## SELECTED EXTRACT:
[Start of Attachment]
Our calculations used a CASK X-ray structure reported here, determined at 1.85 Å resolution. In our design procedure, the protein backbone was held fixed in the X-ray conformation, while side chains mutated and explored rotamers. More precisely, the backbone motions were not ignored but were treated implicitly, through the protein dielectric constant, \(\epsilon _P\). The value used here, \(\epsilon _P=4\), is known to be physically reasonable for proteins. MD simulations further showed that the tested sequences have backbone structures very similar to the wild-type protein and native-like flexibilities.

While our folded state model was physics-based, the design procedure included two other elements that were knowledge-based. For the unfolded state, we assumed a simple, extended peptide model, to which an empirical correction was added that involved type-dependent amino acid chemical potentials37. All successful whole-protein redesigns have used similar, knowledge-based unfolded models. Second, we used several filters to choose a handful of sequences for experimental testing, and most of the filters were empirical. Indeed, the folded and unfolded models are imperfect, and while they produced at least three sequences that fold correctly (true positives), they presumably also produced false positives. The empirical filtering did not affect the sequence design, but was used to increase the chances that we would pick true positives for experimental testing. Starting from sequences within 1.5 kcal/mol of the top folding energy, we used the (computed) isoelectric point to reduce the chances of aggregation. We also used negative design, based on the Superfamily fold recognition tool. Indeed, negative design against aggregation or alternate folds was not included in the MC calculations. This left us with 692 designed sequences. Next, we eliminated sequences whose Blosum similarity to natural PDZ sequences was below the average of the 692 remaining sequences. This criterion was not very stringent, because the distribution of the Blosum scores was already very narrow (see Fig. 2, right panel, solid line and Fig. S1). At this point, we were left with 215 sequences. We then eliminated sequences whose structural models included large cavities and ones with a large net charge, which could lead to electrostatic repulsion within the folded structure. Finally, we eliminated sequences with more than 15 “drastic” mutations (corresponding to Blosum scores of − 2 or less). This left us with 16 sequences. We chose 3 that were representative.
[End of Attachment]
## ACTIVITY A:
Write out the part of the protein design passage starting with "Our calculations used" and going on through "and native-like flexibilities.".
## ACTIVITY B:
In the protein design passage, how many sequences were left after those with more than 15 drastic mutations were eliminated?

Segmentation mask data
[Start of Attachment]
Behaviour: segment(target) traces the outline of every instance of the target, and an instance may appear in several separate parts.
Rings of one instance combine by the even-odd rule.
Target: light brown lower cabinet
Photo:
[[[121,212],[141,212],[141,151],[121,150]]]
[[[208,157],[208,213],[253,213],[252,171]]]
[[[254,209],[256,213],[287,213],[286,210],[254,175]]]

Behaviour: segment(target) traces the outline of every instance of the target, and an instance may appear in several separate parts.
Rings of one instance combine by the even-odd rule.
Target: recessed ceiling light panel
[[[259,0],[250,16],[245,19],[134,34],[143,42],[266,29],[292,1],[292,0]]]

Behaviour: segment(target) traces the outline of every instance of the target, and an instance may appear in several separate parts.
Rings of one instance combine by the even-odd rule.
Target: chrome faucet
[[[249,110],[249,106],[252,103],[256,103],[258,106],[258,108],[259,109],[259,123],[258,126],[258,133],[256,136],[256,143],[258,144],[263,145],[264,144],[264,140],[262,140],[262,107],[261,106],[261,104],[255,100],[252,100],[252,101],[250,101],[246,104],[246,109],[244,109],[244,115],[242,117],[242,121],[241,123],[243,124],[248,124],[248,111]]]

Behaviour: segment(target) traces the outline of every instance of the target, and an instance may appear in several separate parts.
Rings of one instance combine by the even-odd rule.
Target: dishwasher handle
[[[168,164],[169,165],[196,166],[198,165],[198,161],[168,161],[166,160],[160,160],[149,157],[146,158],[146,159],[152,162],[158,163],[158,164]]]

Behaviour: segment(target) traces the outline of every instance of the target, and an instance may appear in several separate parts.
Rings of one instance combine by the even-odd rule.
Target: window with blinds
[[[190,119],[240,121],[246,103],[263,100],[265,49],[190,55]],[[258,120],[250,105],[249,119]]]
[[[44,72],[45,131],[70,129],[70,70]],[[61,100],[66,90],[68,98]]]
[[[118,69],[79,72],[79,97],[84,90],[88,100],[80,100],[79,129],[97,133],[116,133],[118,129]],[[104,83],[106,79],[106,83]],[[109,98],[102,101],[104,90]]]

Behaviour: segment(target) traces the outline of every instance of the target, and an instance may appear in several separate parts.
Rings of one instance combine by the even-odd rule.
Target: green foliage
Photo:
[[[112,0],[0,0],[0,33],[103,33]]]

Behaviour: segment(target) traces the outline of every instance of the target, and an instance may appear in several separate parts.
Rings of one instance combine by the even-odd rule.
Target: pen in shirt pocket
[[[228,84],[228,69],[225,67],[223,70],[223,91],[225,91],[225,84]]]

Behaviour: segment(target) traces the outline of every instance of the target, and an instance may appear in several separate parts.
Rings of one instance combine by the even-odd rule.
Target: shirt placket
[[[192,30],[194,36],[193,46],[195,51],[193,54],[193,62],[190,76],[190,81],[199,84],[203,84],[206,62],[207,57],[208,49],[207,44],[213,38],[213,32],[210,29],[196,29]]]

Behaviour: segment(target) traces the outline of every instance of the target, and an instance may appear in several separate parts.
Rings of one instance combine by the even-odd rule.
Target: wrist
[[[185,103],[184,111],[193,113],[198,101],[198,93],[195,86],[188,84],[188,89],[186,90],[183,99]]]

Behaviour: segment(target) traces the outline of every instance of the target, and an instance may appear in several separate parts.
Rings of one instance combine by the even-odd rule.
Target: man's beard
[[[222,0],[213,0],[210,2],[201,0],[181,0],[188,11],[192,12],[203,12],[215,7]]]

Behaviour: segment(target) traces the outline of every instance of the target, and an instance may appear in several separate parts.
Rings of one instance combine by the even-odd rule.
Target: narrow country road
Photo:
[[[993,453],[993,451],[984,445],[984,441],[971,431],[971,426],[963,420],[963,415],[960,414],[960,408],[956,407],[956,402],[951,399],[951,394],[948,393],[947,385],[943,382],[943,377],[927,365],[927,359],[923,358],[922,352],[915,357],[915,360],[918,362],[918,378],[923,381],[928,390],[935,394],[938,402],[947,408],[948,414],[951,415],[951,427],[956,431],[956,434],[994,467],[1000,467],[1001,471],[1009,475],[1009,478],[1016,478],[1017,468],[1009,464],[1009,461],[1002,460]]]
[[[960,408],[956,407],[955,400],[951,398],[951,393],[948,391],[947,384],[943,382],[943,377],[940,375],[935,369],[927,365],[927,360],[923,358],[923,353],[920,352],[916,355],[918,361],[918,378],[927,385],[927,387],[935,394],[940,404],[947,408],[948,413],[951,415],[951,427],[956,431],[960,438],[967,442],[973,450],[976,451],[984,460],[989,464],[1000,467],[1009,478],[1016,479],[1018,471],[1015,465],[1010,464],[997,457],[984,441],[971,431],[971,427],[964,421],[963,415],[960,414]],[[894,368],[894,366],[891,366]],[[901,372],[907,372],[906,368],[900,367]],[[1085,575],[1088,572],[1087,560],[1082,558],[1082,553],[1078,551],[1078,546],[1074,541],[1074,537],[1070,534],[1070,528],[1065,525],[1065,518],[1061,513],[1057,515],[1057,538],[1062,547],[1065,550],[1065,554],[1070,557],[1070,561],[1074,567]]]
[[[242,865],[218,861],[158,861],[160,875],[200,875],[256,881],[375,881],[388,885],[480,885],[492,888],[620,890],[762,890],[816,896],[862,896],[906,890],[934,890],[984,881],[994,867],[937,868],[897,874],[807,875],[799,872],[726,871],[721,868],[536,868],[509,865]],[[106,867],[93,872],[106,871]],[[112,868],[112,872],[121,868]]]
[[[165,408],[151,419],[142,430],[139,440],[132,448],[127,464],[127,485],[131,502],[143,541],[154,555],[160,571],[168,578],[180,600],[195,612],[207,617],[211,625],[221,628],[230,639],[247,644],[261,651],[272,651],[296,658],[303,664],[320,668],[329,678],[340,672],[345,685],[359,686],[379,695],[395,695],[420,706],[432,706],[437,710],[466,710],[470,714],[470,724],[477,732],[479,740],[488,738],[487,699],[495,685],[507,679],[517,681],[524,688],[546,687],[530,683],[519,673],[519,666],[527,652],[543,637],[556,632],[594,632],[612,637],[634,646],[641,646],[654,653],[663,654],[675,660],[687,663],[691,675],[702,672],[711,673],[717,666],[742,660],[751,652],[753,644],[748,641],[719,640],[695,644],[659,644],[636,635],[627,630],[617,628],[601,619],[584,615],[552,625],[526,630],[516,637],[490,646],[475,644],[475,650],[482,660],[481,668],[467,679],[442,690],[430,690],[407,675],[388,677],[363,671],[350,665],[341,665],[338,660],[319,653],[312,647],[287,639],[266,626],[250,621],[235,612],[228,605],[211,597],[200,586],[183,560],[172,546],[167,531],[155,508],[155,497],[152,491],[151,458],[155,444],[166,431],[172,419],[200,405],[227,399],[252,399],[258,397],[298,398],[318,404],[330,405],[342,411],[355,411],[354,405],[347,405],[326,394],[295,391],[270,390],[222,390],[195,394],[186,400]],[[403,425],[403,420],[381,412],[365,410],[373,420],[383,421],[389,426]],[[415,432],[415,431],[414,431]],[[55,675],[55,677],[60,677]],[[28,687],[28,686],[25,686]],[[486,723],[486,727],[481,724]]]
[End of Attachment]
## EXPECTED OUTPUT A:
Our calculations used a CASK X-ray structure reported here, determined at 1.85 Å resolution. In our design procedure, the protein backbone was held fixed in the X-ray conformation, while side chains mutated and explored rotamers. More precisely, the backbone motions were not ignored but were treated implicitly, through the protein dielectric constant, \(\epsilon _P\). The value used here, \(\epsilon _P=4\), is known to be physically reasonable for proteins. MD simulations further showed that the tested sequences have backbone structures very similar to the wild-type protein and native-like flexibilities.

## EXPECTED OUTPUT B:
16 sequences were left.